■ **Image-grounded pointing data**
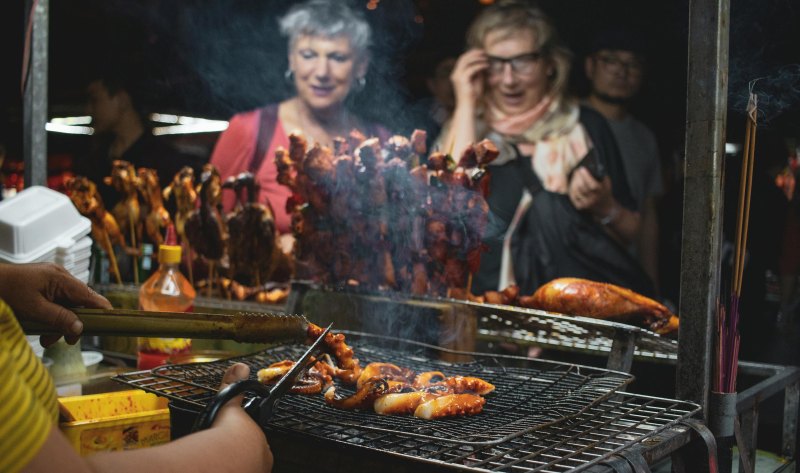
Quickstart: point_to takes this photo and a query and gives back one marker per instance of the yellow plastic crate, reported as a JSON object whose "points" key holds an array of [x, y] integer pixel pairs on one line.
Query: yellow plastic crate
{"points": [[122, 420]]}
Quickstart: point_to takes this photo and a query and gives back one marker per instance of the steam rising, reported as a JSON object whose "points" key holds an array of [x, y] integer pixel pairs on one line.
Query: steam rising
{"points": [[762, 60]]}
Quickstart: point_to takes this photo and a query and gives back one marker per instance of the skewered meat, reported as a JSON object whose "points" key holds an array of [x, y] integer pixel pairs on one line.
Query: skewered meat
{"points": [[586, 298], [387, 371], [157, 219], [205, 228], [253, 251], [105, 231], [182, 188], [450, 405]]}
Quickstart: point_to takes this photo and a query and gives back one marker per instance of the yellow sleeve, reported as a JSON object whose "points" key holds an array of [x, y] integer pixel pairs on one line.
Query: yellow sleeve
{"points": [[28, 405]]}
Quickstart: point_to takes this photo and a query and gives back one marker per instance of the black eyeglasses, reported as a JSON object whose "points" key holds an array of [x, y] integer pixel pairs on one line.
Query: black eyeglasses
{"points": [[520, 64]]}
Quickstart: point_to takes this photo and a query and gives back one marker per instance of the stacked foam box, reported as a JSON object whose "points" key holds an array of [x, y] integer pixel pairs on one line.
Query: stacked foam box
{"points": [[41, 225]]}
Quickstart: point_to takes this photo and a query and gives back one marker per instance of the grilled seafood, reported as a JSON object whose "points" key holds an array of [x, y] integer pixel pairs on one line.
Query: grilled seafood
{"points": [[587, 298], [427, 378], [314, 381], [402, 403], [348, 368], [387, 371], [468, 384], [450, 405], [364, 398], [274, 371]]}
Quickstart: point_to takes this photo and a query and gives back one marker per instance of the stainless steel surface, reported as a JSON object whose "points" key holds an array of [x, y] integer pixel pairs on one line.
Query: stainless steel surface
{"points": [[567, 431], [35, 95], [239, 326], [707, 88], [494, 323]]}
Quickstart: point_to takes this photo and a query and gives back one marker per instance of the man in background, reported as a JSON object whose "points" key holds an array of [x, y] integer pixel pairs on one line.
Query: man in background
{"points": [[615, 68], [122, 131]]}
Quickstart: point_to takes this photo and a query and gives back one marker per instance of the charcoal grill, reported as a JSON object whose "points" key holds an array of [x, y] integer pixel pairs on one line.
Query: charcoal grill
{"points": [[543, 416], [355, 308]]}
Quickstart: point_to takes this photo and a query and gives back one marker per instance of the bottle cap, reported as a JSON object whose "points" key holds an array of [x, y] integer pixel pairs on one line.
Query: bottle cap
{"points": [[169, 254]]}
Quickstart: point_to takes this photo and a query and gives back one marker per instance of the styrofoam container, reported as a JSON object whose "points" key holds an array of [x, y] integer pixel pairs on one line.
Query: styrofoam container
{"points": [[37, 221]]}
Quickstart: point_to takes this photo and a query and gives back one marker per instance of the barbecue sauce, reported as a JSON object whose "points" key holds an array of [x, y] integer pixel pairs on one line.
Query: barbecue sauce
{"points": [[166, 290]]}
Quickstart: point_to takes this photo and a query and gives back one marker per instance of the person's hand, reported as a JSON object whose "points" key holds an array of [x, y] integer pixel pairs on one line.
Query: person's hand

■ **Goal of the exercise**
Which of the lines in the data hold the string "hand"? Report each of them by copying it.

■ **Written solution**
Quickstart: point_to takes this photo and a query and gives back one marker per instance of the person's hand, reported as a JSON object whose "points" key holds an array of [x, y] integer pixel pairs on one line.
Query: person's hand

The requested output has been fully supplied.